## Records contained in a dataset
——————

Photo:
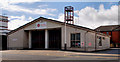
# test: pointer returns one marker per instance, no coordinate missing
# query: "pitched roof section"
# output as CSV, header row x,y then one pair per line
x,y
62,23
108,28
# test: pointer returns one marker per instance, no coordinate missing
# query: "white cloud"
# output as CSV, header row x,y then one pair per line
x,y
17,21
20,1
15,8
93,18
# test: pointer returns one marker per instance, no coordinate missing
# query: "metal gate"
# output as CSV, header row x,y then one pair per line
x,y
55,39
38,39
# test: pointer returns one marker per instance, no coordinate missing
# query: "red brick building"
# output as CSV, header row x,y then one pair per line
x,y
114,31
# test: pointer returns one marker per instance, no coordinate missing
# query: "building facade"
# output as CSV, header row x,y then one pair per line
x,y
3,31
43,33
114,31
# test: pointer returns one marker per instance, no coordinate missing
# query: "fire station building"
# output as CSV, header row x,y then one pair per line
x,y
43,33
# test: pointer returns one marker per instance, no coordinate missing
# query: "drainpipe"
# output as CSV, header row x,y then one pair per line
x,y
95,42
85,39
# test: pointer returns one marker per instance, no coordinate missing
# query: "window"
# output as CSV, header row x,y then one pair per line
x,y
107,33
75,40
100,41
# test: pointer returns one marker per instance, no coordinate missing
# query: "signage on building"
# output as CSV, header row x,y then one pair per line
x,y
41,25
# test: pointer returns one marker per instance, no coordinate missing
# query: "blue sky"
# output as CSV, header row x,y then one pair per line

——————

Reproduce every line in the records above that contains the word "building".

# query: "red brick building"
# query: "building facade"
# query: "fire station building"
# query: "signage on building"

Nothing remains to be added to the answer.